TASK BRIEF: Reproduce every record exactly as it appears, but not the pictures.

DATA SECTION:
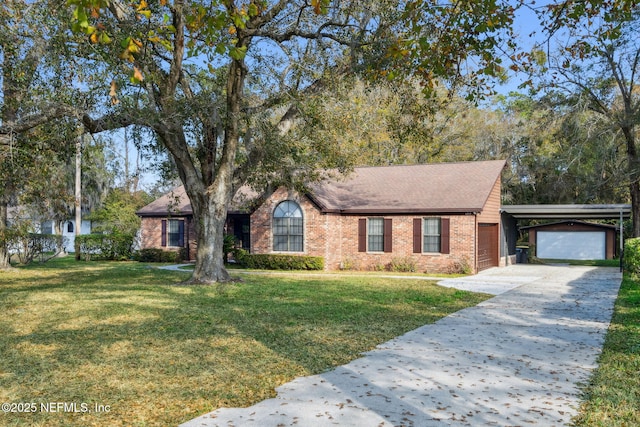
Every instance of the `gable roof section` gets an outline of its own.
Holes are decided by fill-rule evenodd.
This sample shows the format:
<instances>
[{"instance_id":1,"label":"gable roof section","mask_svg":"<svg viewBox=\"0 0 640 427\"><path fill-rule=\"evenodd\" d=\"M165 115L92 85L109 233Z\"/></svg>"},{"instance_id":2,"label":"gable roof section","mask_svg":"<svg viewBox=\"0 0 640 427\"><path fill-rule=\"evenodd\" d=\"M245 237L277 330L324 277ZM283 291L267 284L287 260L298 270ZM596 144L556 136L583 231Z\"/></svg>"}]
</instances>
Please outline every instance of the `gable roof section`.
<instances>
[{"instance_id":1,"label":"gable roof section","mask_svg":"<svg viewBox=\"0 0 640 427\"><path fill-rule=\"evenodd\" d=\"M343 180L311 185L324 212L343 214L482 212L504 160L356 168Z\"/></svg>"},{"instance_id":2,"label":"gable roof section","mask_svg":"<svg viewBox=\"0 0 640 427\"><path fill-rule=\"evenodd\" d=\"M193 210L184 186L181 185L140 208L136 213L139 216L189 216L193 215Z\"/></svg>"},{"instance_id":3,"label":"gable roof section","mask_svg":"<svg viewBox=\"0 0 640 427\"><path fill-rule=\"evenodd\" d=\"M247 213L248 206L258 194L249 187L241 187L231 200L229 207L230 214ZM142 207L137 212L138 216L158 217L158 216L190 216L193 215L191 201L184 185L174 188L159 199L154 200Z\"/></svg>"}]
</instances>

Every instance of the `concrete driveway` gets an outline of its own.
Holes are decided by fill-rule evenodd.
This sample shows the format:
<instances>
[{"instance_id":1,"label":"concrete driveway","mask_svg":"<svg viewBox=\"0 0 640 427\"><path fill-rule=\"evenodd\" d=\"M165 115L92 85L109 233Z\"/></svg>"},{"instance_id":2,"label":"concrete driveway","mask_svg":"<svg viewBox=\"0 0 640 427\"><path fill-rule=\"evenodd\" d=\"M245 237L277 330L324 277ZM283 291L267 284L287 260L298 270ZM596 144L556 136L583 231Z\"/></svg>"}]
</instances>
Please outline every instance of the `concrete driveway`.
<instances>
[{"instance_id":1,"label":"concrete driveway","mask_svg":"<svg viewBox=\"0 0 640 427\"><path fill-rule=\"evenodd\" d=\"M183 426L564 425L601 352L616 268L514 265L443 285L498 296Z\"/></svg>"}]
</instances>

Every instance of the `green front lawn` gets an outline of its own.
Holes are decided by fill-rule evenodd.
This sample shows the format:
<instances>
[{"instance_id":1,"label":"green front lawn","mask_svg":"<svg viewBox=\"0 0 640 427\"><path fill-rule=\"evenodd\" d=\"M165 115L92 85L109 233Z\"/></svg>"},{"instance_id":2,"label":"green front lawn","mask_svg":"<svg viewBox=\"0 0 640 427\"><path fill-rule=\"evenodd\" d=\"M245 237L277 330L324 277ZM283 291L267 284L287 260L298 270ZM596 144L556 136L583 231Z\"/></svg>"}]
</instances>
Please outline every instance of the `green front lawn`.
<instances>
[{"instance_id":1,"label":"green front lawn","mask_svg":"<svg viewBox=\"0 0 640 427\"><path fill-rule=\"evenodd\" d=\"M355 276L173 285L188 274L71 257L0 272L0 403L35 409L0 425L176 425L489 297Z\"/></svg>"},{"instance_id":2,"label":"green front lawn","mask_svg":"<svg viewBox=\"0 0 640 427\"><path fill-rule=\"evenodd\" d=\"M640 425L640 280L625 275L576 426Z\"/></svg>"}]
</instances>

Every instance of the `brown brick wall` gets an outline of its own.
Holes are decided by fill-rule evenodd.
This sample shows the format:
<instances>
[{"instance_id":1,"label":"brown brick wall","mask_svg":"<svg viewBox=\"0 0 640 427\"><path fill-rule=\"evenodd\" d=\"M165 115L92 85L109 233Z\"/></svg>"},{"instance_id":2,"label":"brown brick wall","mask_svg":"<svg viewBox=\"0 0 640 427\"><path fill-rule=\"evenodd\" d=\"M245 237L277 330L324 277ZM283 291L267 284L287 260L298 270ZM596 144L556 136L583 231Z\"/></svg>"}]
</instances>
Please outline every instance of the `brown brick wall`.
<instances>
[{"instance_id":1,"label":"brown brick wall","mask_svg":"<svg viewBox=\"0 0 640 427\"><path fill-rule=\"evenodd\" d=\"M348 267L358 270L375 270L384 268L393 260L411 259L418 272L447 273L459 269L464 263L473 268L474 229L473 215L444 216L450 219L450 253L413 253L413 219L424 215L383 216L392 221L392 252L358 252L358 220L366 216L338 217L335 229L341 230L340 250L331 252L326 257L327 268L336 270Z\"/></svg>"},{"instance_id":2,"label":"brown brick wall","mask_svg":"<svg viewBox=\"0 0 640 427\"><path fill-rule=\"evenodd\" d=\"M411 258L419 272L451 272L462 264L475 268L475 216L449 215L450 253L414 254L413 219L423 216L394 215L392 219L393 252L358 252L358 220L366 216L322 214L305 196L278 189L251 216L251 252L274 253L271 217L278 203L293 200L304 215L304 255L322 256L328 270L383 268L394 259Z\"/></svg>"},{"instance_id":3,"label":"brown brick wall","mask_svg":"<svg viewBox=\"0 0 640 427\"><path fill-rule=\"evenodd\" d=\"M251 252L274 253L271 222L273 211L284 200L293 200L302 209L304 217L304 255L327 256L327 236L330 234L328 215L323 215L305 196L279 188L251 215Z\"/></svg>"},{"instance_id":4,"label":"brown brick wall","mask_svg":"<svg viewBox=\"0 0 640 427\"><path fill-rule=\"evenodd\" d=\"M168 218L142 218L140 225L140 247L157 248L165 251L178 251L180 248L172 246L162 246L162 220ZM185 243L189 240L189 259L194 260L196 257L196 233L193 228L191 218L172 218L185 220Z\"/></svg>"}]
</instances>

EXERCISE RESPONSE:
Every instance of the `gable roof section` gets an outline of its own.
Holes are decided by fill-rule evenodd.
This sample shows the format:
<instances>
[{"instance_id":1,"label":"gable roof section","mask_svg":"<svg viewBox=\"0 0 640 427\"><path fill-rule=\"evenodd\" d=\"M165 115L92 85L109 233Z\"/></svg>"},{"instance_id":2,"label":"gable roof section","mask_svg":"<svg viewBox=\"0 0 640 427\"><path fill-rule=\"evenodd\" d=\"M245 237L277 330L324 277ZM283 291L267 284L287 260L298 270ZM596 144L556 136L583 231Z\"/></svg>"}]
</instances>
Please outline every instance of the `gable roof section`.
<instances>
[{"instance_id":1,"label":"gable roof section","mask_svg":"<svg viewBox=\"0 0 640 427\"><path fill-rule=\"evenodd\" d=\"M343 180L311 185L324 212L343 214L482 212L504 160L356 168Z\"/></svg>"},{"instance_id":2,"label":"gable roof section","mask_svg":"<svg viewBox=\"0 0 640 427\"><path fill-rule=\"evenodd\" d=\"M193 210L184 186L181 185L140 208L136 213L139 216L189 216L193 215Z\"/></svg>"},{"instance_id":3,"label":"gable roof section","mask_svg":"<svg viewBox=\"0 0 640 427\"><path fill-rule=\"evenodd\" d=\"M247 213L248 206L258 194L249 187L241 187L231 200L229 207L230 214ZM142 207L137 212L138 216L158 217L158 216L190 216L193 215L191 201L184 185L174 188L159 199L154 200Z\"/></svg>"}]
</instances>

Every instance of the `concrete driveway` gets an outline of its own.
Holes are decided by fill-rule evenodd.
This sample shows the format:
<instances>
[{"instance_id":1,"label":"concrete driveway","mask_svg":"<svg viewBox=\"0 0 640 427\"><path fill-rule=\"evenodd\" d=\"M165 115L92 85L109 233Z\"/></svg>"},{"instance_id":2,"label":"concrete driveway","mask_svg":"<svg viewBox=\"0 0 640 427\"><path fill-rule=\"evenodd\" d=\"M245 237L277 330L324 277ZM283 291L267 284L287 260L298 270ZM596 144L556 136L583 231Z\"/></svg>"}]
</instances>
Please outline every instance of the `concrete driveway`.
<instances>
[{"instance_id":1,"label":"concrete driveway","mask_svg":"<svg viewBox=\"0 0 640 427\"><path fill-rule=\"evenodd\" d=\"M183 426L564 425L601 352L616 268L514 265L443 285L498 296Z\"/></svg>"}]
</instances>

Every instance of the `green front lawn` gets an outline of its own.
Holes are decided by fill-rule evenodd.
This sample shows the format:
<instances>
[{"instance_id":1,"label":"green front lawn","mask_svg":"<svg viewBox=\"0 0 640 427\"><path fill-rule=\"evenodd\" d=\"M165 115L92 85L109 233Z\"/></svg>"},{"instance_id":2,"label":"green front lawn","mask_svg":"<svg viewBox=\"0 0 640 427\"><path fill-rule=\"evenodd\" d=\"M245 237L277 330L324 277ZM283 291L267 284L287 260L298 270ZM596 144L556 136L583 231Z\"/></svg>"}]
</instances>
Please outline every instance of the `green front lawn`.
<instances>
[{"instance_id":1,"label":"green front lawn","mask_svg":"<svg viewBox=\"0 0 640 427\"><path fill-rule=\"evenodd\" d=\"M355 276L173 285L188 274L71 257L0 272L0 403L35 409L0 425L176 425L489 297Z\"/></svg>"},{"instance_id":2,"label":"green front lawn","mask_svg":"<svg viewBox=\"0 0 640 427\"><path fill-rule=\"evenodd\" d=\"M640 425L640 280L625 275L576 426Z\"/></svg>"}]
</instances>

Every instance of the `brown brick wall` gets an outline of its own.
Holes are decided by fill-rule evenodd.
This sample shows the format:
<instances>
[{"instance_id":1,"label":"brown brick wall","mask_svg":"<svg viewBox=\"0 0 640 427\"><path fill-rule=\"evenodd\" d=\"M165 115L92 85L109 233Z\"/></svg>"},{"instance_id":2,"label":"brown brick wall","mask_svg":"<svg viewBox=\"0 0 640 427\"><path fill-rule=\"evenodd\" d=\"M245 237L277 330L324 277ZM283 291L267 284L287 260L298 270ZM596 144L556 136L583 231Z\"/></svg>"}]
</instances>
Please outline every instance of the `brown brick wall`.
<instances>
[{"instance_id":1,"label":"brown brick wall","mask_svg":"<svg viewBox=\"0 0 640 427\"><path fill-rule=\"evenodd\" d=\"M348 267L358 270L375 270L384 268L393 260L411 259L418 272L447 273L459 269L464 263L473 268L474 229L473 215L444 216L450 219L450 253L413 253L413 219L424 215L383 216L392 221L392 252L358 252L358 220L366 216L338 217L335 229L341 230L340 250L331 252L326 257L327 268L336 270Z\"/></svg>"},{"instance_id":2,"label":"brown brick wall","mask_svg":"<svg viewBox=\"0 0 640 427\"><path fill-rule=\"evenodd\" d=\"M411 258L419 272L451 272L462 264L475 268L475 216L449 215L450 253L414 254L413 219L423 216L394 215L392 219L393 252L358 252L358 220L366 216L322 214L305 196L278 189L251 216L251 252L274 253L271 217L278 203L293 200L304 215L304 255L322 256L328 270L383 268L394 259Z\"/></svg>"},{"instance_id":3,"label":"brown brick wall","mask_svg":"<svg viewBox=\"0 0 640 427\"><path fill-rule=\"evenodd\" d=\"M251 252L274 253L271 222L273 211L284 200L293 200L302 209L304 217L304 255L327 256L327 236L330 234L328 215L323 215L305 196L279 188L251 215Z\"/></svg>"},{"instance_id":4,"label":"brown brick wall","mask_svg":"<svg viewBox=\"0 0 640 427\"><path fill-rule=\"evenodd\" d=\"M168 218L142 218L140 225L140 247L157 248L165 251L178 251L180 248L172 246L162 246L162 220ZM185 243L189 240L189 259L194 260L196 257L196 233L193 228L191 218L172 218L185 220Z\"/></svg>"}]
</instances>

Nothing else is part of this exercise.